Monday, January 08, 2007

First and 10: Michael 37, Fredo 16


1. I suppose we could talk about the wacky tempo of this game, the closer-than-the-final-score tension, the compelling moves and countermoves by a pair of coaches that know each other's tactics and strategies and tics and quirks so well. And I suppose we could talk about the return of the Patriots' duende, that old tough-guy swagger, and the growing belief that this team has picked the perfect time to play it's best football of the season. I suppose we could talk about all those things . . . and we will, right after we get to the obligatory storyline of the day: Belichick hugged him! He hugged Mangini! He did! And he cold-cocked cameraman to do it! Stop the presses! STOP THE PRESSES, I SAY!!!, (Can we let this stupid melodrama die now? Please? We can? Oh, thank God. Now let's talk some football . . . )

* **STATED TASK**:
Write out the Patriots post again, starting at "First and 10: Michael" and ending at "football . . . )", with "tension" swapped for "suspense". The rows after this point aren't needed.

* **RECORD EXCERPTS**:
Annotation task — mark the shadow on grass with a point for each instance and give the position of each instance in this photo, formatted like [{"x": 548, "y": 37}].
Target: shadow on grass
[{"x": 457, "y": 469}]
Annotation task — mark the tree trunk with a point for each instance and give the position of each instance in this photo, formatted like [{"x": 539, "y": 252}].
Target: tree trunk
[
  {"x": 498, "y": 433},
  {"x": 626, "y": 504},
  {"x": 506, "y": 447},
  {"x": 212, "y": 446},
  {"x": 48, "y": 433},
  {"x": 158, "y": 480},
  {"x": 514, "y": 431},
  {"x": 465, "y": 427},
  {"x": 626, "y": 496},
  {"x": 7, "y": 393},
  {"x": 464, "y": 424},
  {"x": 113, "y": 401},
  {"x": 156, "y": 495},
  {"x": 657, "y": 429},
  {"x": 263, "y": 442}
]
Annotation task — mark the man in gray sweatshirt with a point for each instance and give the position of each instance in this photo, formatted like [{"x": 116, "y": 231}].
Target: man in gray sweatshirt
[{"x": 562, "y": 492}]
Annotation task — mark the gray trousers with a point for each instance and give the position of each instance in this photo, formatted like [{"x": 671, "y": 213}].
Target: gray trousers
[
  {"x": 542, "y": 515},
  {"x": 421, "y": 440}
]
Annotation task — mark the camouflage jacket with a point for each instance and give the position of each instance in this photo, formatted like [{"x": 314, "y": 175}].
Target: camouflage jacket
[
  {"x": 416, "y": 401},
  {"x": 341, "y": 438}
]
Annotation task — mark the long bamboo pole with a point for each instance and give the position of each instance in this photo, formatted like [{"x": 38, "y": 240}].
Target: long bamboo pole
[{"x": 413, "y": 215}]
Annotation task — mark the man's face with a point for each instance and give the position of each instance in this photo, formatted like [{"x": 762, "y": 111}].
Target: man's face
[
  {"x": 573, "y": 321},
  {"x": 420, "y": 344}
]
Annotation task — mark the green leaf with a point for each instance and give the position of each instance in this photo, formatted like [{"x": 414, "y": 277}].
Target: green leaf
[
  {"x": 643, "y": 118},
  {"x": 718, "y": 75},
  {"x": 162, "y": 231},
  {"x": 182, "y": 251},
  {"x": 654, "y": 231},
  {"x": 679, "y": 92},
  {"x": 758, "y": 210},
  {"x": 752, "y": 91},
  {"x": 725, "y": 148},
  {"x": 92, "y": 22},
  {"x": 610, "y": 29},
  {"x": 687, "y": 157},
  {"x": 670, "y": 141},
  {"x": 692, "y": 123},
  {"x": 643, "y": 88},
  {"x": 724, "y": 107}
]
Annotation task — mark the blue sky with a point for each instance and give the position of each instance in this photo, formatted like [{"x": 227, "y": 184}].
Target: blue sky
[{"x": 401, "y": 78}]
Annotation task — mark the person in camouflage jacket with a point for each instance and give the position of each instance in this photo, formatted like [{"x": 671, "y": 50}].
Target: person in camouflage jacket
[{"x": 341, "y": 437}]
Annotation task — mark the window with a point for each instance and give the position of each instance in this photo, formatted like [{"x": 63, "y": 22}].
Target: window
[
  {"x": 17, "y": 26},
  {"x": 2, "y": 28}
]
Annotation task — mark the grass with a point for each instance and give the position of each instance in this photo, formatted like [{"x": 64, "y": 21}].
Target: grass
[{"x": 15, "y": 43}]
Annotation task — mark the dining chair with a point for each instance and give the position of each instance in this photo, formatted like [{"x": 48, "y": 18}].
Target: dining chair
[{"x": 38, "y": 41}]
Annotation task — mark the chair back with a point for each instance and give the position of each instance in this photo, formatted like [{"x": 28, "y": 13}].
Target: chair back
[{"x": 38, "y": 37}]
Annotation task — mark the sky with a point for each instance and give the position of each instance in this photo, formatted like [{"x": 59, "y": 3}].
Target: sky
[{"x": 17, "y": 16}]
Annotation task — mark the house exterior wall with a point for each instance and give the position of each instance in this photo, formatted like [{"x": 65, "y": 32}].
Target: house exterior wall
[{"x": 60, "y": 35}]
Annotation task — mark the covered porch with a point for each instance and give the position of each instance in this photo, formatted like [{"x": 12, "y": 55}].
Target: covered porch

* **TASK ANSWER**:
First and 10: Michael 37, Fredo 16


1. I suppose we could talk about the wacky tempo of this game, the closer-than-the-final-score suspense, the compelling moves and countermoves by a pair of coaches that know each other's tactics and strategies and tics and quirks so well. And I suppose we could talk about the return of the Patriots' duende, that old tough-guy swagger, and the growing belief that this team has picked the perfect time to play it's best football of the season. I suppose we could talk about all those things . . . and we will, right after we get to the obligatory storyline of the day: Belichick hugged him! He hugged Mangini! He did! And he cold-cocked cameraman to do it! Stop the presses! STOP THE PRESSES, I SAY!!!, (Can we let this stupid melodrama die now? Please? We can? Oh, thank God. Now let's talk some football . . . )